• [What you should do]
State how many of the lines below contain the string "animal", matching case exactly, and reply with that number alone.

• [Dataset excerpts]
※ ※ ※
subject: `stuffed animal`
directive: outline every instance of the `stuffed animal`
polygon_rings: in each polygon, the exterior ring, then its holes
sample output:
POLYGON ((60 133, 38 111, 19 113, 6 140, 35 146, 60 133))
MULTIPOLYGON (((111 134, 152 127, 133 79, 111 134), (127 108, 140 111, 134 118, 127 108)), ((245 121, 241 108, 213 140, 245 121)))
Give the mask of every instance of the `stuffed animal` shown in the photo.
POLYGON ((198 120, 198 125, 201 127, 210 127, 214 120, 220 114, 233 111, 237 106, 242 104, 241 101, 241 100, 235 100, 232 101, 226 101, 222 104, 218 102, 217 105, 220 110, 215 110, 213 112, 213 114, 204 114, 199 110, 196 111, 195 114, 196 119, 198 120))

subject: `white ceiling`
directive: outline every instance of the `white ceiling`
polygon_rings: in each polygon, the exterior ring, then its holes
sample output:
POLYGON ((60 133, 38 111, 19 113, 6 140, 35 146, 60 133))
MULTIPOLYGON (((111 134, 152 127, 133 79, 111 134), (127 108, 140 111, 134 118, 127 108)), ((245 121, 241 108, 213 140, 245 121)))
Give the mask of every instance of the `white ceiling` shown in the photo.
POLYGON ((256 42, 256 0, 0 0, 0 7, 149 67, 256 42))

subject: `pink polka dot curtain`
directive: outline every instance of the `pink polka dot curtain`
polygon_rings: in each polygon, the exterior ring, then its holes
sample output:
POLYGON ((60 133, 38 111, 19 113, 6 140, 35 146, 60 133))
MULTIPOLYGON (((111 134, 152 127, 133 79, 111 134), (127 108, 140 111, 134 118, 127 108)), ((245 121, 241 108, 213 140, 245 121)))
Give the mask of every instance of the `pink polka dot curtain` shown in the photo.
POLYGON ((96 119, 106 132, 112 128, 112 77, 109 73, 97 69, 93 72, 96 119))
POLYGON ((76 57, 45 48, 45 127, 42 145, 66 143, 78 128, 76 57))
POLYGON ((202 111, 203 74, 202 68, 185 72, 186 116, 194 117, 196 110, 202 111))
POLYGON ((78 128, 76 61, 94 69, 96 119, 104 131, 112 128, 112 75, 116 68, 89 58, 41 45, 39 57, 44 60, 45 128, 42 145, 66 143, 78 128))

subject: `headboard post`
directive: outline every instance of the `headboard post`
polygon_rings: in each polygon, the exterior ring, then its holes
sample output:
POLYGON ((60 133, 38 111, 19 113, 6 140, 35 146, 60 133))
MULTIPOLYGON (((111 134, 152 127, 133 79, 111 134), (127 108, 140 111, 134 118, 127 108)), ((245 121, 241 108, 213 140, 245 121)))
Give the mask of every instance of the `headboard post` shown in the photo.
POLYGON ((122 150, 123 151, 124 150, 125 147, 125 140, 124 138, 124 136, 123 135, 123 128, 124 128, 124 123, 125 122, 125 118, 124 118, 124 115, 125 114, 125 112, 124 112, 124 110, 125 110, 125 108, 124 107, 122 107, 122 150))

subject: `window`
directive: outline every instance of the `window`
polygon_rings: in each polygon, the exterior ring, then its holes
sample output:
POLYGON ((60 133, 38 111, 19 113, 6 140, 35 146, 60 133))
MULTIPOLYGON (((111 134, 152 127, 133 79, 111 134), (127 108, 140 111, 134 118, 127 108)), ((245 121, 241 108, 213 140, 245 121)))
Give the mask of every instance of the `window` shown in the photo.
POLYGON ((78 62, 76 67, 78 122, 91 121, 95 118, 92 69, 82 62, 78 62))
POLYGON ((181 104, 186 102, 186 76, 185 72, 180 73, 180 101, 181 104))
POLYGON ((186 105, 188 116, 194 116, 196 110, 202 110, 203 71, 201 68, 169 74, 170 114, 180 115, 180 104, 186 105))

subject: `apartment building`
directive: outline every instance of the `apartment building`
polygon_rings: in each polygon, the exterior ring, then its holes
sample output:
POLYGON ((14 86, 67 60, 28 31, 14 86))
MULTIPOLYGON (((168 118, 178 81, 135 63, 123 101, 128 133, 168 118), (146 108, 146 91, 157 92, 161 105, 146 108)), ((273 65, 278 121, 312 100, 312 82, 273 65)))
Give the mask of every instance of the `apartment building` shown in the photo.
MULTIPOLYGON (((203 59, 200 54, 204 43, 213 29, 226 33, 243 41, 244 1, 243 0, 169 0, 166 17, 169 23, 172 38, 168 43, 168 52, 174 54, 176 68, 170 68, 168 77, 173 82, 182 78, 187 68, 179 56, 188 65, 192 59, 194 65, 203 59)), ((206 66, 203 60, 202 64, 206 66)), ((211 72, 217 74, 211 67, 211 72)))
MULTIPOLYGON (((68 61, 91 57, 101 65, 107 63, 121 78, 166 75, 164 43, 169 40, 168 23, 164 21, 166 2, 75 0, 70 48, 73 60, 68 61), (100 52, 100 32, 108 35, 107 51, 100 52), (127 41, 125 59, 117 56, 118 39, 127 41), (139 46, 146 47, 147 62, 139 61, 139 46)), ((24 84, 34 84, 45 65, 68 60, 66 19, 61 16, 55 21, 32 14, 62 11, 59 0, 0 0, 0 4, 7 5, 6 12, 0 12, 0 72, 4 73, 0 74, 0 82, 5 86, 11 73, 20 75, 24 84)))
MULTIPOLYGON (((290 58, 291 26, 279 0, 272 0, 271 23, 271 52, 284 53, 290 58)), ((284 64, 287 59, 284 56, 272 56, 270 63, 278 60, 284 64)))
※ ※ ※
• [Result for this task]
3